▶ DATA FOR THIS TASK
╭──
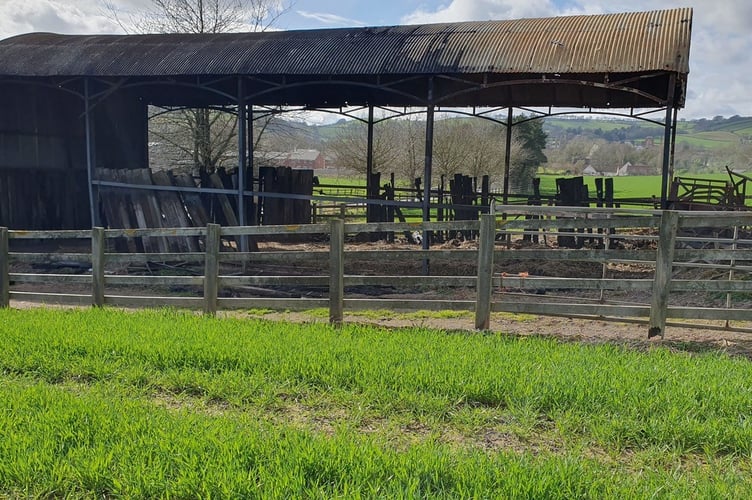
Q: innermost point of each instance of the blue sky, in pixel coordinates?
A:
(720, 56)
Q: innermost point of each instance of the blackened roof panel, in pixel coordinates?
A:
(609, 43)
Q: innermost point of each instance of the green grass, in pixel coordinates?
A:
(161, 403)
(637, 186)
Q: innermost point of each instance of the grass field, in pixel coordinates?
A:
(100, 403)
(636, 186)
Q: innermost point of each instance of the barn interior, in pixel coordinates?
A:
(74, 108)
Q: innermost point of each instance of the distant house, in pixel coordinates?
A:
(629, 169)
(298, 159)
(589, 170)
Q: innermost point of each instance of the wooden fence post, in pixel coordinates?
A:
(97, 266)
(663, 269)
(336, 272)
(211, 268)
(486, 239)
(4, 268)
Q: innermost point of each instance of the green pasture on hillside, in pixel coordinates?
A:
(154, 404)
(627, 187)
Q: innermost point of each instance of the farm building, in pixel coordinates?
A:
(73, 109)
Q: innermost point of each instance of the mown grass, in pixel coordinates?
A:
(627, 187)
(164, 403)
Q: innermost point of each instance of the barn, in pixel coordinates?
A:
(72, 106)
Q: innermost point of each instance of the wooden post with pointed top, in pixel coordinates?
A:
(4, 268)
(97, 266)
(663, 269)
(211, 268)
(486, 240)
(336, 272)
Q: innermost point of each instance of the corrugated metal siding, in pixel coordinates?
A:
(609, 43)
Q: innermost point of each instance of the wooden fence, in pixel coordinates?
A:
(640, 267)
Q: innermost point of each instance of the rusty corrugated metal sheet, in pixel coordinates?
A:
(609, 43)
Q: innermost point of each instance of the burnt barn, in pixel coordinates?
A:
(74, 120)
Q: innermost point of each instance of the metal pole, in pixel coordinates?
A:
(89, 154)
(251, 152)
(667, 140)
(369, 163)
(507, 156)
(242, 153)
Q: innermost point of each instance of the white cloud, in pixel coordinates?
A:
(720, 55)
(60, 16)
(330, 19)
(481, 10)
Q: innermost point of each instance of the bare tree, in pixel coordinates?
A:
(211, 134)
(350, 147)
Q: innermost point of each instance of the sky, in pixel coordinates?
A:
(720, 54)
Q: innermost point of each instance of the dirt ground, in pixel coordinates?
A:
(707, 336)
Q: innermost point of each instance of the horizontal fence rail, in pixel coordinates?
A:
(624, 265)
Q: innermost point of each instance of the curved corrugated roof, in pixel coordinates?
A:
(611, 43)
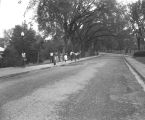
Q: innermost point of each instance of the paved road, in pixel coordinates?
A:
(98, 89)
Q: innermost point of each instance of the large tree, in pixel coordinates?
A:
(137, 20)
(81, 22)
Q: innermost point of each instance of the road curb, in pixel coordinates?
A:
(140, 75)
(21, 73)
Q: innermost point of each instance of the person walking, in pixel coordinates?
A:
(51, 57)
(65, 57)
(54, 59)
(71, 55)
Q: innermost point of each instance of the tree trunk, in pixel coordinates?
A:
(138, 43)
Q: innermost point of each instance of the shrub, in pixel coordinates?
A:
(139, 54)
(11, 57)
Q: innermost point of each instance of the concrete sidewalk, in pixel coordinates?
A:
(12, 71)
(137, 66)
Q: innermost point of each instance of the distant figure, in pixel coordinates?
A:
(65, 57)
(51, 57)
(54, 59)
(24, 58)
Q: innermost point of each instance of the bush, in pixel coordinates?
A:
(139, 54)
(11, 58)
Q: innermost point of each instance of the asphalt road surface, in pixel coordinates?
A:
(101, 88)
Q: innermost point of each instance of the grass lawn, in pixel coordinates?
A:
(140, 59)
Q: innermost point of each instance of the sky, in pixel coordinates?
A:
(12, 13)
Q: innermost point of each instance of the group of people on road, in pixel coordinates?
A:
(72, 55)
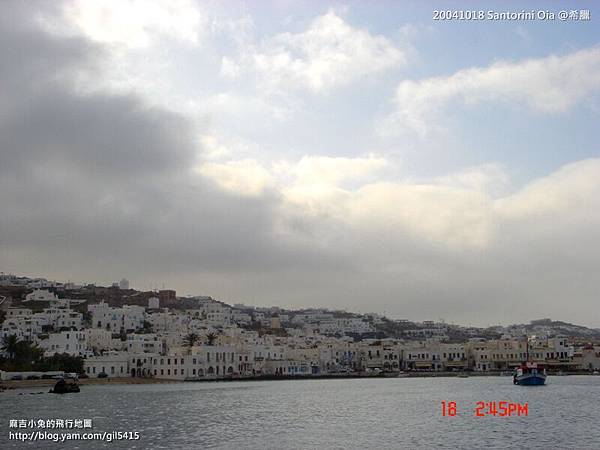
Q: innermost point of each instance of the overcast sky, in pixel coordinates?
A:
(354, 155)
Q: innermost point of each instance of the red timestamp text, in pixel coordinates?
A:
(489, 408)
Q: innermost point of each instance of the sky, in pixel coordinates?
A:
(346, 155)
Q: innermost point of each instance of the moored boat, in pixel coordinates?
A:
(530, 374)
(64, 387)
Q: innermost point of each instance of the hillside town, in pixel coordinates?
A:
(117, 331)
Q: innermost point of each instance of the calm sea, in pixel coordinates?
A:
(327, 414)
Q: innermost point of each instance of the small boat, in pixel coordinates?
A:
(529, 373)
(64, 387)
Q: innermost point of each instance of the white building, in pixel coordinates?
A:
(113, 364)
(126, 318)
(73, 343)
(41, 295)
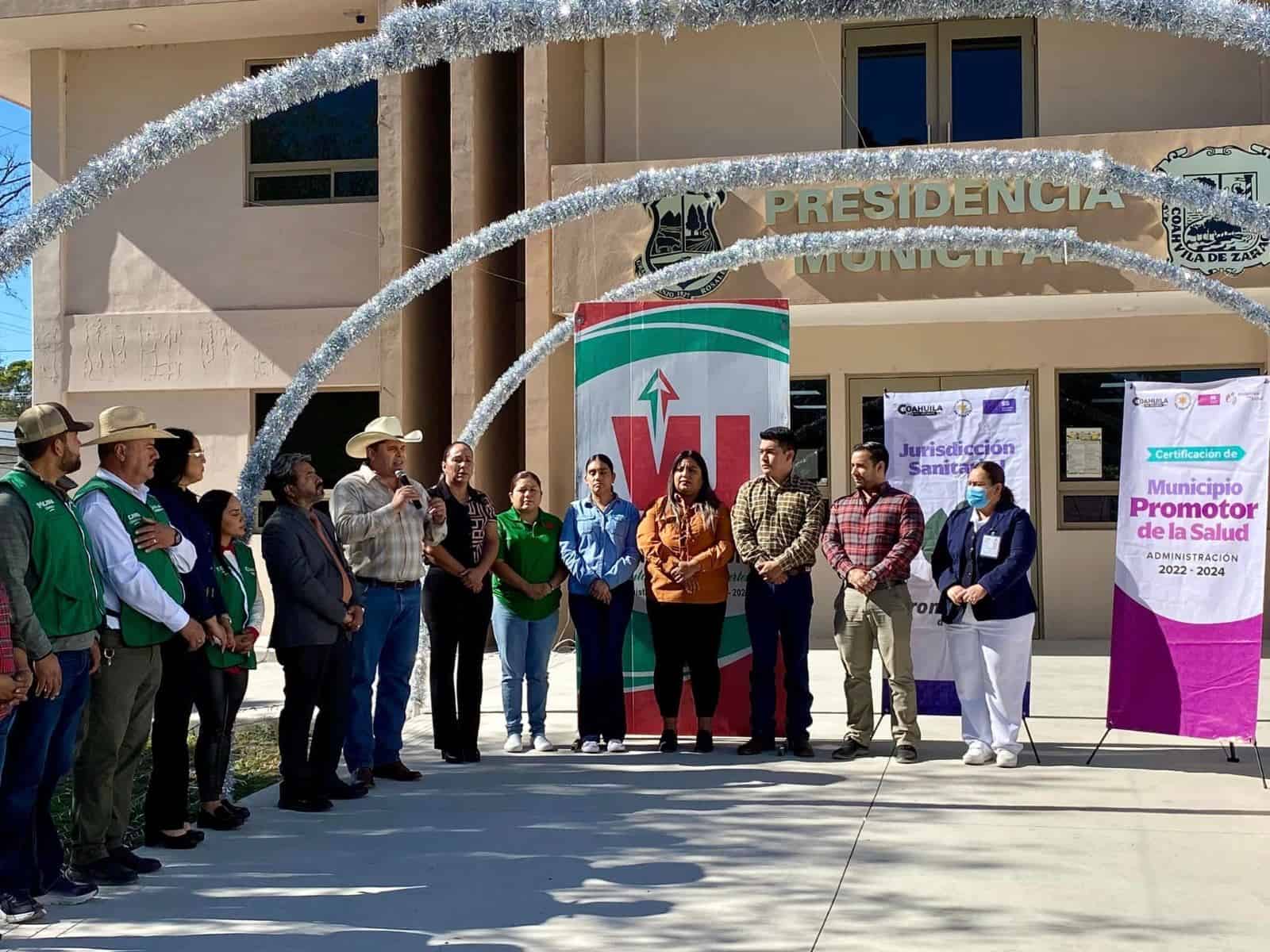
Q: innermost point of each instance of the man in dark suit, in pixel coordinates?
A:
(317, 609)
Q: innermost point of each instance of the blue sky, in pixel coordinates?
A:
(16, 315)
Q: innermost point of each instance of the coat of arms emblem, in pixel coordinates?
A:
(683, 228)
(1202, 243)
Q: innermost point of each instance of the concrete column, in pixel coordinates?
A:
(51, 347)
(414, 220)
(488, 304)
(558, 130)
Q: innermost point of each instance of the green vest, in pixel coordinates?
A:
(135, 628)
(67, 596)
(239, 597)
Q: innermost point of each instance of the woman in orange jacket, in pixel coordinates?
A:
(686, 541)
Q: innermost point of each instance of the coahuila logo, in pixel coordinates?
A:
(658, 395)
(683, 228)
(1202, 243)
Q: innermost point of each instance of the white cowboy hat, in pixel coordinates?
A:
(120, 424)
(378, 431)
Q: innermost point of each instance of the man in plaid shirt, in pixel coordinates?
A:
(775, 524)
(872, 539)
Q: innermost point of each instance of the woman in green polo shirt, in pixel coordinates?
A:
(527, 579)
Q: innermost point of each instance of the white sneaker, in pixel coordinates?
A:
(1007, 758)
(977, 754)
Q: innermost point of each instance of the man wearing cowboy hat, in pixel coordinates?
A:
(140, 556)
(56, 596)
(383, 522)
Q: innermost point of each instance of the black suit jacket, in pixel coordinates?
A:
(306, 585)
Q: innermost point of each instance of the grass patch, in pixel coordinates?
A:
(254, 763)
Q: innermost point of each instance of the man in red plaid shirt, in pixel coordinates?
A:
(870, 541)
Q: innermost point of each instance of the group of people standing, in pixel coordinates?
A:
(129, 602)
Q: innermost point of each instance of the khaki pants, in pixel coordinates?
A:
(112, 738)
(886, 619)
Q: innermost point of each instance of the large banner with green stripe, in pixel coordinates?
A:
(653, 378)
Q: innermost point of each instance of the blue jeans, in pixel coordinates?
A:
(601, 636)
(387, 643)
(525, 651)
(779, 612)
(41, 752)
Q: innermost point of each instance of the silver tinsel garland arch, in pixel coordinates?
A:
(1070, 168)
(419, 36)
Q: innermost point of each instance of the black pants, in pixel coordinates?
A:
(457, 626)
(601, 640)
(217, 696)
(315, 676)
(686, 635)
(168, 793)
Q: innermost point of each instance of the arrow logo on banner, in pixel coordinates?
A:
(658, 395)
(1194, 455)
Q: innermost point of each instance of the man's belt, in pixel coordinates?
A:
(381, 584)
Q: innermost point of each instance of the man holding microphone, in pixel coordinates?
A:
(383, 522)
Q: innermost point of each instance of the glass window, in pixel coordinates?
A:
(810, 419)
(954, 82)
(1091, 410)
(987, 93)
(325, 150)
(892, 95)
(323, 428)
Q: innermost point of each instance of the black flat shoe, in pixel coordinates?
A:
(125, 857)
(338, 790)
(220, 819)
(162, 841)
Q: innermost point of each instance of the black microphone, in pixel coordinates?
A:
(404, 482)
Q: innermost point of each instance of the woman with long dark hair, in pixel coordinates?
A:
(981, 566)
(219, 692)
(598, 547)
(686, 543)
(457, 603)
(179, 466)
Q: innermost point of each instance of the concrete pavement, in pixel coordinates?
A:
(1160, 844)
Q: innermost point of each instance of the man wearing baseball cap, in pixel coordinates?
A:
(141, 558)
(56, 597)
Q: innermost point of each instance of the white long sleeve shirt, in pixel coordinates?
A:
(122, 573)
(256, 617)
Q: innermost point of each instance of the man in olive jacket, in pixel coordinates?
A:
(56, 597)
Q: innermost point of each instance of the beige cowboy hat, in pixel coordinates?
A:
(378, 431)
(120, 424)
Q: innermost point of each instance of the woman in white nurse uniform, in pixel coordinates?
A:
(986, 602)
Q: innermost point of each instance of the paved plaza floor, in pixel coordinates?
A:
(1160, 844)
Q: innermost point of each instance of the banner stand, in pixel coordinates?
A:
╰──
Nothing but the lines from the one with "Q: innermost point of each instance of the white long" through the end of the data above should be repeated, each exactly as it stands.

Q: innermost point of each instance of the white long sleeve shirt, in pixel coordinates?
A:
(122, 573)
(256, 617)
Q: innermost point of each instance of the man in olive jacket, in pixel coordinates?
A:
(56, 597)
Q: innermost point of each instance of the beige cowboy hat, in pixel coordinates?
A:
(378, 431)
(120, 424)
Q: innermost point of each instance of the woman in white nurse uniform, in pixel coordinates?
A:
(986, 602)
Q: innermost point of each instance of the paved plaza floor, in pixel coordinates?
A:
(1160, 844)
Q: innermost point of each instance of the banner stand, in pixel coordinates?
A:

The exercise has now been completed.